EXTRACT TO READ:
----------

Furthermore, evidence received by the committee from law
enforcement and criminal intelligence agencies in the public hearing on 17
March 2014 does not support the claims that the industry is a “hotbed of
lawlessness”. The rate of referrals of alleged criminality from the former ABCC
to Victoria Police between 2005 and 2012 ran at an average of about two per
year and resulted in just one successful prosecution in which a diversionary
penalty was imposed.
Evidence from law enforcement agencies indicates that to the
extent criminals may be involved in the industry, this does not make the
building and construction industry unique. Criminals will go where they think
they can make a profit including the security industry, the heavy haulage
industry, the liquor industry and the banking and financial services industries
to name just a few.
The Committee finds no case has been made out to single out the
building and construction industry for the application of extraordinary
industrial relations laws that remove basic rights enjoyed by all other
Australians and target building workers and their unions in a most
discriminatory way.
Safeguards on the use of coercive
powers
Some of the coercive powers proposed to be conferred on the
ABCC are of a type normally reserved for law enforcement and national security
agencies responsible for investigating serious crime, threats to national
security and criminal breaches of corporate law. Law enforcement and national
security agencies’ powers are subject to strict oversight and reporting
requirements that include safeguards aimed at preventing misuse and abuse of
their powers and protection of civil rights. The bills to re-establish the ABCC
involve a significant watering-down of the existing safeguards and oversight of
Fair Work Building and Construction’s coercive powers.
While the Ombudsman is provided an oversight role under the
bill, it is only after-the-event monitoring and no meaningful remedial action
is available in the event of misuse or misapplication of the proposed coercive
powers of the ABCC.
The Committee finds that the safeguards and oversight of the
proposed ABCC’s quite extraordinary coercive powers to prevent misuse and abuse
of those powers and to protect human rights are limited and wholly inadequate.
The Committee does not accept the argument that the proposed
safeguards over the ABCC’s coercive powers similar to those applying to the use
of coercive powers by other agencies are in any way similar. The coercive
powers proposed for the ABCC are extraordinary for the civil jurisdiction.
The Committee does not share the view expressed by the
government that extensive safeguards over the use of such extraordinary powers
as those proposed are unwarranted or inconvenient. On the contrary, they are
essential.
Related matters
The Committee has considered two matters related to the
re-establishment of the ABCC.
The first of these is the rate of insolvencies in the building
and construction industry and volume of unpaid debts left in the wake of insolvency.
It were replicated across the rest of the economy it could quite possibly
render the country a commercial and industrial wasteland.
The Australian Securities and Investments Commission produce
regular statistical publications on insolvencies.[1]
The construction industry accounted for 23% of all insolvencies in Australia in
2010-11, three times more than the number of insolvencies in accommodation and
retail businesses. In 2010-11, construction industry insolvencies left in their
wake $2.64 billion in unpaid debts with the most likely return to creditors
being zero.

----------

(Extracted data entries)
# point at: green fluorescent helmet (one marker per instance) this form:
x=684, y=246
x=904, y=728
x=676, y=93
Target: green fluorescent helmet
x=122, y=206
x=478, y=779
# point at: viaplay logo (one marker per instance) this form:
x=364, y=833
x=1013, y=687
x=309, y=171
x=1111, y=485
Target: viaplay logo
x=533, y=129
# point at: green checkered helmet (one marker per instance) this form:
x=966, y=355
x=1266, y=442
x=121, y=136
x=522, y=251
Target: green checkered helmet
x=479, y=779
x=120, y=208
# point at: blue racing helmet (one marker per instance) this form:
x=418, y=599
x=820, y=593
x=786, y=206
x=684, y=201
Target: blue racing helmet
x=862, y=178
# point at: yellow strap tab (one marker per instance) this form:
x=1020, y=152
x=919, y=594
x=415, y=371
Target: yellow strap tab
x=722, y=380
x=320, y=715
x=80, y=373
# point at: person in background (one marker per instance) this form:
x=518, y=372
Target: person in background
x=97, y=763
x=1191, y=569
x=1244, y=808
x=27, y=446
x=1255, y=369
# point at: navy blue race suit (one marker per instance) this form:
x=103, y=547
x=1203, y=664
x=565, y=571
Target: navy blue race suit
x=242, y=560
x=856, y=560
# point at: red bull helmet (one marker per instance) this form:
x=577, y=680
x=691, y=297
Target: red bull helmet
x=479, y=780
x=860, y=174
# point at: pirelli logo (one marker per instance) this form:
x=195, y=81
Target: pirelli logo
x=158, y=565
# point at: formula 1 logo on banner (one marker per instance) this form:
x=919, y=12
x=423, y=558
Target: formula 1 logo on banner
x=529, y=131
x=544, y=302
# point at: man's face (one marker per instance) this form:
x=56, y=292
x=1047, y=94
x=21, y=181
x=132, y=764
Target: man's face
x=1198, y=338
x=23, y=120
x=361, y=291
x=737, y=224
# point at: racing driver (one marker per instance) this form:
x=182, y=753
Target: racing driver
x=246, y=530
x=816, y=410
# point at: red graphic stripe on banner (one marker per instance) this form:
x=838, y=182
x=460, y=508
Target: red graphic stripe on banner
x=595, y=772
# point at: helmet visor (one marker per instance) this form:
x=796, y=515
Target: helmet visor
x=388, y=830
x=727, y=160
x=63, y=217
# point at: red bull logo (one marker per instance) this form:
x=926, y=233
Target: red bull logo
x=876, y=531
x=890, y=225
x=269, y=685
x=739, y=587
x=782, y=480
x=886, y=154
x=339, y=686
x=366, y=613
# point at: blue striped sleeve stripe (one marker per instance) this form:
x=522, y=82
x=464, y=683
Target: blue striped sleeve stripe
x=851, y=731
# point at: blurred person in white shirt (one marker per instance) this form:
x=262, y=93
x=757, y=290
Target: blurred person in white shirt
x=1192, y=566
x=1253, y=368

----------

ACTIONS TO TAKE:
a – Using the committee report on the ABCC, decide whether each statement agrees with it. For each, answer yes or no and quote the deciding words. (i) Referrals of alleged criminality from the former ABCC to Victoria Police averaged about two per year between 2005 and 2012. (ii) Under the bill, the Ombudsman can take meaningful remedial action when the proposed coercive powers are misused. (iii) The Committee finds the safeguards and oversight of the proposed ABCC's coercive powers adequate.
b – Output the rows from the first line through the line containing "x=856, y=560", including both of those lines, and nothing else.
The text and the rows come from separate, unrelated sources.

RESPONSES FOR EACH TASK:
a –
(i) Yes: "ran at an average of about two per year"
(ii) No: "no meaningful remedial action is available in the event of misuse or misapplication of the proposed coercive powers of the ABCC"
(iii) No: "are limited and wholly inadequate"

b –
# point at: green fluorescent helmet (one marker per instance) this form:
x=684, y=246
x=904, y=728
x=676, y=93
Target: green fluorescent helmet
x=122, y=206
x=478, y=779
# point at: viaplay logo (one marker per instance) this form:
x=364, y=833
x=1013, y=687
x=309, y=171
x=1111, y=485
Target: viaplay logo
x=533, y=129
# point at: green checkered helmet (one marker per instance) this form:
x=966, y=355
x=1266, y=442
x=121, y=136
x=522, y=251
Target: green checkered helmet
x=479, y=779
x=120, y=208
# point at: blue racing helmet (one marker per instance) this form:
x=418, y=599
x=820, y=593
x=786, y=206
x=684, y=201
Target: blue racing helmet
x=862, y=178
# point at: yellow strap tab (one marker per instance) this form:
x=1020, y=152
x=919, y=594
x=415, y=371
Target: yellow strap tab
x=722, y=380
x=320, y=715
x=80, y=373
# point at: person in background (one marker per instance) this form:
x=518, y=372
Target: person in background
x=97, y=763
x=1191, y=569
x=1244, y=808
x=27, y=446
x=1255, y=369
# point at: navy blue race suit (one marker per instance) this form:
x=103, y=547
x=1203, y=664
x=565, y=571
Target: navy blue race suit
x=242, y=560
x=856, y=560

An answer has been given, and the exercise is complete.